— Extrait du document —
=-=-=
ELLE BRULE Cie les Hommes Approximatifs / Mise en scène : Caroline Guiela Nguyen

écriture au plateau Les Hommes Approximatifs
textes Mariette Navarro
mise en scène Caroline Guiela Nguyen

avec
Boutaïna El Fekkak, Margaux Fabre, Alexandre Michel, Ruth Nüesch, Jean-Claude Oudoul, Pierric Plathier

scénographie Alice Duchange
costumes Benjamin Moreau
création lumière Jérémie Papin
création sonore Antoine Richard
vidéo Jérémie Scheidler
collaboratrice artistique Claire Calvi
suivi artistique Julien Fišera
stagiaire à la dramaturgie Manon Worms

Emma est morte. Derrière elle, elle laisse cinq personnes confrontées à l’énigme d’une disparition brutale.
Comment en est-elle arrivée là ? Pourquoi n’ont-ils rien vu ?
À rebours de cet aveuglement, le spectacle va s’efforcer de tout montrer. Se déroule alors sous nos yeux, avec la précision quasi clinique d’une reconstitution policière, l’effritement progressif du bonheur domestique sous la pression des désirs, de la frustration, du mensonge.
=-=-=
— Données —

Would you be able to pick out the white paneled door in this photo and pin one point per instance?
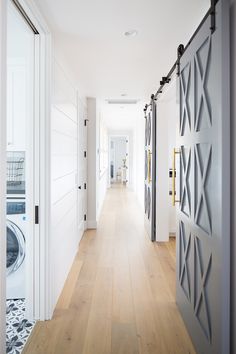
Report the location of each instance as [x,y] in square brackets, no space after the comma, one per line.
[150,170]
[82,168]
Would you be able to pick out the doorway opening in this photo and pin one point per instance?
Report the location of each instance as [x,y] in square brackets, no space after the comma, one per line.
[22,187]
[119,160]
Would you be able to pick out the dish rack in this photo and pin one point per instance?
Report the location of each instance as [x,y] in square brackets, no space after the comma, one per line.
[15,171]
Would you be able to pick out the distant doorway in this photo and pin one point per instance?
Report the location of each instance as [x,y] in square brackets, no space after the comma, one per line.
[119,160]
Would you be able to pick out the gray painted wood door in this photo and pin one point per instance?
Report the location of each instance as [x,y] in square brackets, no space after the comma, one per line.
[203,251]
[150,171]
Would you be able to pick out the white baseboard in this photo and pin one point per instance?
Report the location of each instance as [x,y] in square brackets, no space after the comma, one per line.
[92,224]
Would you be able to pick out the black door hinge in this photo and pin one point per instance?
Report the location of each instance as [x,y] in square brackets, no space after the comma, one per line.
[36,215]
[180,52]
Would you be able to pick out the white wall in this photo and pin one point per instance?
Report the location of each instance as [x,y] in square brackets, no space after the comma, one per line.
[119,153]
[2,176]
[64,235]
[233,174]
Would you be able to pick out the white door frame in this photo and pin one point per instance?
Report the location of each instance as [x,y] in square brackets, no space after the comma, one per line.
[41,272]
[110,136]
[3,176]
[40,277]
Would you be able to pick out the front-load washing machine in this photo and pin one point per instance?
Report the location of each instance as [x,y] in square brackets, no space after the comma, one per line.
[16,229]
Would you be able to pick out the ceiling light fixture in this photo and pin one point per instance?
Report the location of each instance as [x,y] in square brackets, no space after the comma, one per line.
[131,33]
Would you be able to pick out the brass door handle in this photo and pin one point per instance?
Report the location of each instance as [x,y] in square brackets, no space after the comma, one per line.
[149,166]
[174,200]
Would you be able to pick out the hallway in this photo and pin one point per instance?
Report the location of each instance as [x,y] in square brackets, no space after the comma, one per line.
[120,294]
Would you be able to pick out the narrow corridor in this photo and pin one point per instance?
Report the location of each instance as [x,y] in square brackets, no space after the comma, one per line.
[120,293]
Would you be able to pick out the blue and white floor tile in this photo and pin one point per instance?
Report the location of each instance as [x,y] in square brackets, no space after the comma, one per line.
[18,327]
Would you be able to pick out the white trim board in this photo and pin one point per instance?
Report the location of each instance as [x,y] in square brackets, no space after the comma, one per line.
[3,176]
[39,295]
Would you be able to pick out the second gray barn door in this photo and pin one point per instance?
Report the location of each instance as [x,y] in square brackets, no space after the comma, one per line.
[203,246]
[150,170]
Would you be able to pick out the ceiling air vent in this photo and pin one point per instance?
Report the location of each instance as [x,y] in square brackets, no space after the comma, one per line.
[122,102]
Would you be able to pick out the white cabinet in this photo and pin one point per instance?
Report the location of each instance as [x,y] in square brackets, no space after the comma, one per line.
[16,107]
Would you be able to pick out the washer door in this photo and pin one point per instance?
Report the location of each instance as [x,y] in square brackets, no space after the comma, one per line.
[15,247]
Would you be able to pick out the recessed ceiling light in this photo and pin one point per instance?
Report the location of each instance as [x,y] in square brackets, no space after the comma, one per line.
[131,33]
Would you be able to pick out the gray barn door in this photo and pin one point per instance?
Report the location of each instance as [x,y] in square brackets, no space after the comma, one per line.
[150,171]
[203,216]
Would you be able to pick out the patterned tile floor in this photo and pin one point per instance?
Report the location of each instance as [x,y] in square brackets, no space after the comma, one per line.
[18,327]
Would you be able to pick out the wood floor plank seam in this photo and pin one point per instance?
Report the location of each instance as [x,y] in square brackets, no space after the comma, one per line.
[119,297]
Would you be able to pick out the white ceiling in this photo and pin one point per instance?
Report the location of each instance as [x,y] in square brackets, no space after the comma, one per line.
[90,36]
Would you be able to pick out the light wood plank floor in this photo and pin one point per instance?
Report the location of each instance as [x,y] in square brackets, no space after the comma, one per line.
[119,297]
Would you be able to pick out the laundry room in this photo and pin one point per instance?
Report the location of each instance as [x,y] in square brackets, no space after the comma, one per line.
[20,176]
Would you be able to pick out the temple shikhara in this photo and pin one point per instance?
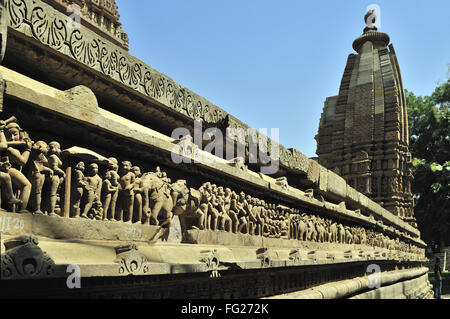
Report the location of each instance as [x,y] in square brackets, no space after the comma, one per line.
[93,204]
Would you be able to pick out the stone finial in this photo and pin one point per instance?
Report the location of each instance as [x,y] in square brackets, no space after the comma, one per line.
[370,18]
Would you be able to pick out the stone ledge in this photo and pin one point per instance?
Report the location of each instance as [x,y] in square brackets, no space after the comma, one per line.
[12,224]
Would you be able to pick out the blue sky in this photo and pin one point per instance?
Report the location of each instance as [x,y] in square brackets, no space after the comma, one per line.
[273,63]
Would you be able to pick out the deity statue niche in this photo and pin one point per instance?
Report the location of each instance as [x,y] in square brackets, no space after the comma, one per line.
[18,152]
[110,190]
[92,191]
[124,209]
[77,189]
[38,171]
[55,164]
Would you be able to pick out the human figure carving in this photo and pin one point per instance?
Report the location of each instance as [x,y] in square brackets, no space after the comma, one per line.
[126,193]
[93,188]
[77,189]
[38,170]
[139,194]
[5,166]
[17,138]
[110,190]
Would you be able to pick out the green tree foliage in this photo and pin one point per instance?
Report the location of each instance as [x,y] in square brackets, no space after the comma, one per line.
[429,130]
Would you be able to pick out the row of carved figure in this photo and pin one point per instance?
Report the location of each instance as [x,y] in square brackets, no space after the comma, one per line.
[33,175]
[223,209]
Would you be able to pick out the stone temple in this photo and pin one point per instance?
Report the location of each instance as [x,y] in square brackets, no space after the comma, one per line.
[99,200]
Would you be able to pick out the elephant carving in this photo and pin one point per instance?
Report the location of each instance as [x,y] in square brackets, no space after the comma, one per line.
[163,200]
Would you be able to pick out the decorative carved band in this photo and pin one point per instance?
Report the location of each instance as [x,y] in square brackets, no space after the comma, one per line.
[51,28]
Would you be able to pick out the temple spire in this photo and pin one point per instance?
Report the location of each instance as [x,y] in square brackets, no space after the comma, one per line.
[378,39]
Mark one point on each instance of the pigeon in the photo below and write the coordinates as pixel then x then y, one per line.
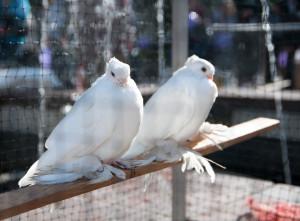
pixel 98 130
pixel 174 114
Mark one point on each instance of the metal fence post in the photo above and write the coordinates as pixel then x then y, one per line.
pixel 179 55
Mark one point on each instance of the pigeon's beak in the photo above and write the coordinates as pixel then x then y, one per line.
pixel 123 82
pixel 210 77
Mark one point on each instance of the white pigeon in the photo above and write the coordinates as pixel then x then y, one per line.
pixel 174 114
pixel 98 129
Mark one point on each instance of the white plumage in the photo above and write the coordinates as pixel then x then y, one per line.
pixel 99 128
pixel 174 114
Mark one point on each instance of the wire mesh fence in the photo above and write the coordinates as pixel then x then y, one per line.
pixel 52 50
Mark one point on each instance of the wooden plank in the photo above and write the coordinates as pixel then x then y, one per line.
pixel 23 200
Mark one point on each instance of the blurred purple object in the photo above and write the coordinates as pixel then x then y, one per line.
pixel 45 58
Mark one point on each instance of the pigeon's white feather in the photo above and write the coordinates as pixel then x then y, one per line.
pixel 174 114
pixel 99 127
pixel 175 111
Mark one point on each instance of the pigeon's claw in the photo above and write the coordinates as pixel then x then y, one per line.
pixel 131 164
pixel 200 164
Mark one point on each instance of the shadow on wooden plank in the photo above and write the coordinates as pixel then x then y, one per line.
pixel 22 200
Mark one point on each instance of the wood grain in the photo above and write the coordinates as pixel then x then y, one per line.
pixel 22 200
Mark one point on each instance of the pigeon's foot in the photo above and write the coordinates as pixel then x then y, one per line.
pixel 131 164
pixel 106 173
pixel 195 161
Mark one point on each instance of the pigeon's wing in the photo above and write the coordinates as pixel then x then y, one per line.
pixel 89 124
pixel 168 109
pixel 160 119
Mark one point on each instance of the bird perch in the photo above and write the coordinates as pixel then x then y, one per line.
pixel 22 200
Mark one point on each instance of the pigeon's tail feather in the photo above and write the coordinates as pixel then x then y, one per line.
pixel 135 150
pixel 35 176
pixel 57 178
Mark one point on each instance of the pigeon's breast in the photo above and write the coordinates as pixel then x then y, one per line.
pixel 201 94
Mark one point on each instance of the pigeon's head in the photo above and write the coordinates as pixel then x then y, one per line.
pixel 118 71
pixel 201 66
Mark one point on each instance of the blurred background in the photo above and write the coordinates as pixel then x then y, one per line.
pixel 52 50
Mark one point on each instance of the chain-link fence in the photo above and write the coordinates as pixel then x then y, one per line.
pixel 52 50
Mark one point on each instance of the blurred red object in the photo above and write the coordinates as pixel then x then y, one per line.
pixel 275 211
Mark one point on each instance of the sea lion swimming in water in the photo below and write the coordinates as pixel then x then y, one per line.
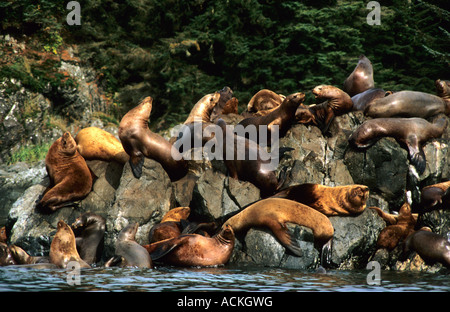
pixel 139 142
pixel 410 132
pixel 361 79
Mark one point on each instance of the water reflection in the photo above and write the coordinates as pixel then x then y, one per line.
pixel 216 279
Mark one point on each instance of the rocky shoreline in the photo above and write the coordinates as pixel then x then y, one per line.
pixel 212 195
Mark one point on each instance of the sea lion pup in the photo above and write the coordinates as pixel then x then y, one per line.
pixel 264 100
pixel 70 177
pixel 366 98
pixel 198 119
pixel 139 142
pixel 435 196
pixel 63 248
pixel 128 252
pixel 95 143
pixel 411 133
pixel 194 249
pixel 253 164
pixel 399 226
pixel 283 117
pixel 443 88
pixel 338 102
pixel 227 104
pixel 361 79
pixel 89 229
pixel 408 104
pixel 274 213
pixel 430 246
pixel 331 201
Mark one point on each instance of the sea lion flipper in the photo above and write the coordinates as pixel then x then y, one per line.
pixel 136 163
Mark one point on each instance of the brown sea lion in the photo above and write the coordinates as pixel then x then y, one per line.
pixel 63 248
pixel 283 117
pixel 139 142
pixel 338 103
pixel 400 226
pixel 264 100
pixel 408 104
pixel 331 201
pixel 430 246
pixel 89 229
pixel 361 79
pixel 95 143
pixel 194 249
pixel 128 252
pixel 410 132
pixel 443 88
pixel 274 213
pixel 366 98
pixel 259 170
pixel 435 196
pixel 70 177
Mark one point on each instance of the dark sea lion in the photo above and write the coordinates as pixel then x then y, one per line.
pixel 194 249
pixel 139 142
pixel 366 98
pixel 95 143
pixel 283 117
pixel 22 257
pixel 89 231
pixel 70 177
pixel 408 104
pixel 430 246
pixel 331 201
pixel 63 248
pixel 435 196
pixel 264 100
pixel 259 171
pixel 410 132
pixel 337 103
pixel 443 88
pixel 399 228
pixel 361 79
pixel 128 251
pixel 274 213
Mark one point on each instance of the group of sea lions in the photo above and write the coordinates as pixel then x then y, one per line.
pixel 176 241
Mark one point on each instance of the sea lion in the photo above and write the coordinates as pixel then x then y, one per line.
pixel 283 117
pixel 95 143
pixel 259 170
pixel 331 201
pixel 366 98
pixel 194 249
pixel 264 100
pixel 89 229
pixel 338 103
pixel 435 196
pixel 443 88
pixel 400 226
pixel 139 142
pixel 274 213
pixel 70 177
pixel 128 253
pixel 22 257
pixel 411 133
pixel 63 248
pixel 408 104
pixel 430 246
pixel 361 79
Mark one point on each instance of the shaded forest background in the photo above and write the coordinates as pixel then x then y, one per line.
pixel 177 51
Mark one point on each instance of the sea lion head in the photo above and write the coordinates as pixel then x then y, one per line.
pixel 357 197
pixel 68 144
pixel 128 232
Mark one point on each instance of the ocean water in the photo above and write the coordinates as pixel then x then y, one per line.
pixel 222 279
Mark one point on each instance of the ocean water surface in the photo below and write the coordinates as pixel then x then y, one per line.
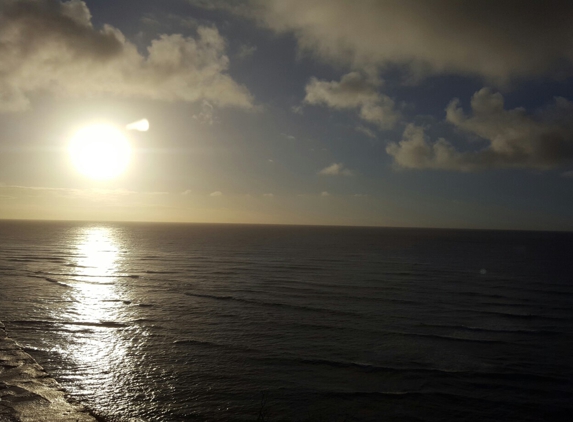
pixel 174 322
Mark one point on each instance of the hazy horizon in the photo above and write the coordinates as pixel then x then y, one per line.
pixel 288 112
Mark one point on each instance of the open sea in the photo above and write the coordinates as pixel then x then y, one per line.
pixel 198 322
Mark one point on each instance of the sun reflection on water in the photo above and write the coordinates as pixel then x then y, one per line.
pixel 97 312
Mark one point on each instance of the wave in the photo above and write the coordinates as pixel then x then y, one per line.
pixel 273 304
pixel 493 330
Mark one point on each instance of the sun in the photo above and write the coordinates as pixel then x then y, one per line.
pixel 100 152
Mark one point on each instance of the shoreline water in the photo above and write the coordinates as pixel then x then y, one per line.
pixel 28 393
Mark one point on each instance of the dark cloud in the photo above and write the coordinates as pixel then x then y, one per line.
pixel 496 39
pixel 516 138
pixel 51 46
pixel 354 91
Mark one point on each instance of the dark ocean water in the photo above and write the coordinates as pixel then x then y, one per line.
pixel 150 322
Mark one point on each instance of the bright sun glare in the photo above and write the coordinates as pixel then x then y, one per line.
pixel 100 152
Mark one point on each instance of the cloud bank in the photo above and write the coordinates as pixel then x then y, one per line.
=-=-=
— Exercices à réaliser —
1. Répondez aux questions suivantes d'après l'extrait du document :
(a) Qui signe les textes du spectacle ?
(b) À qui revient la création lumière ?
(c) Combien de personnes Emma laisse-t-elle derrière elle ?
2. Traduisez en anglais cette phrase de l'extrait du document : « Derrière elle, elle laisse cinq personnes confrontées à l’énigme d’une disparition brutale. »

— Corrigé —
1.
(a) Mariette Navarro
(b) Jérémie Papin
(c) Cinq personnes

2. Behind her, she leaves five people faced with the mystery of a sudden disappearance.